» Texto fornecido
****************************************

Política Pública

Imigrantes no Marrocos sonham com Europa

Por Fabíola Ortiz, da IPS – 

Nador, Marrocos, 12/1/2017 – Com economia estável e ambiente político em paz, o Marrocos – que sempre foi um país de trânsito para os migrantes africanos – está se convertendo em um novo destino potencial para os recém-chegados. Porém, a terra sonhada pela maioria dos que cruzam o Saara continua sendo a Europa. Apenas 15 quilômetros separam o enclave espanhol de Melilla da cidade marroquina de Nador. A cidade espanhola de 70 mil habitantes se converteu em um importante ponto de passagem para aqueles que buscam asilo na Europa.

Cidade de Rabat, Marrocos. Foto: Fabíola Ortiz/IPS

 

Melilla, junto com Ceuta, são os dois territórios espanhóis no continente africano e a única fronteira terrestre com a União Europeia. Precisamente por isso, muitos africanos subsaarianos e um número cada vez maior de sírios sonham em chegar à terra prometida europeia e, dessa forma, a uma vida melhor. As duas cidades ergueram fronteiras fortificadas na medida em que aumentava a pressão dos migrantes. A cada ano, centenas de subsaarianos – muitos dos ilegais no Marrocos – tentam cruzar as cercas ou empreender a perigosa viagem de barco pelo Mar Mediterrâneo.

****************************************

» Dados fornecidos
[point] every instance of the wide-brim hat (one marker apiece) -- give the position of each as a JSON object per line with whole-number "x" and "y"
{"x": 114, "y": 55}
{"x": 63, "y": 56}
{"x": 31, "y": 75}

****************************************

» O que fazer
a) Você pode reescrever em forma de lista o parágrafo da reportagem sobre imigrantes no Marrocos que começa com "Melilla, junto com Ceuta", mantendo seus fatos principais?
b) Reproduza fielmente o trecho da reportagem sobre imigrantes no Marrocos que vai de "Imigrantes no Marrocos" até "asilo na Europa.", inclusive.
c) Segundo a reportagem sobre imigrantes no Marrocos, por que Melilla e Ceuta ergueram fronteiras fortificadas?

» Resultados
a)
- Melilla e Ceuta são os dois territórios espanhóis no continente africano e a única fronteira terrestre com a União Europeia.
- Por isso, muitos africanos subsaarianos e um número crescente de sírios sonham em chegar à Europa e a uma vida melhor.
- As duas cidades ergueram fronteiras fortificadas à medida que a pressão dos migrantes aumentava.
- Todo ano, centenas de subsaarianos, muitos deles ilegais no Marrocos, tentam cruzar as cercas ou fazer a perigosa travessia de barco pelo Mediterrâneo.

b)
Imigrantes no Marrocos sonham com Europa

Por Fabíola Ortiz, da IPS – 

Nador, Marrocos, 12/1/2017 – Com economia estável e ambiente político em paz, o Marrocos – que sempre foi um país de trânsito para os migrantes africanos – está se convertendo em um novo destino potencial para os recém-chegados. Porém, a terra sonhada pela maioria dos que cruzam o Saara continua sendo a Europa. Apenas 15 quilômetros separam o enclave espanhol de Melilla da cidade marroquina de Nador. A cidade espanhola de 70 mil habitantes se converteu em um importante ponto de passagem para aqueles que buscam asilo na Europa.

c) Melilla e Ceuta ergueram fronteiras fortificadas porque a pressão dos migrantes estava aumentando.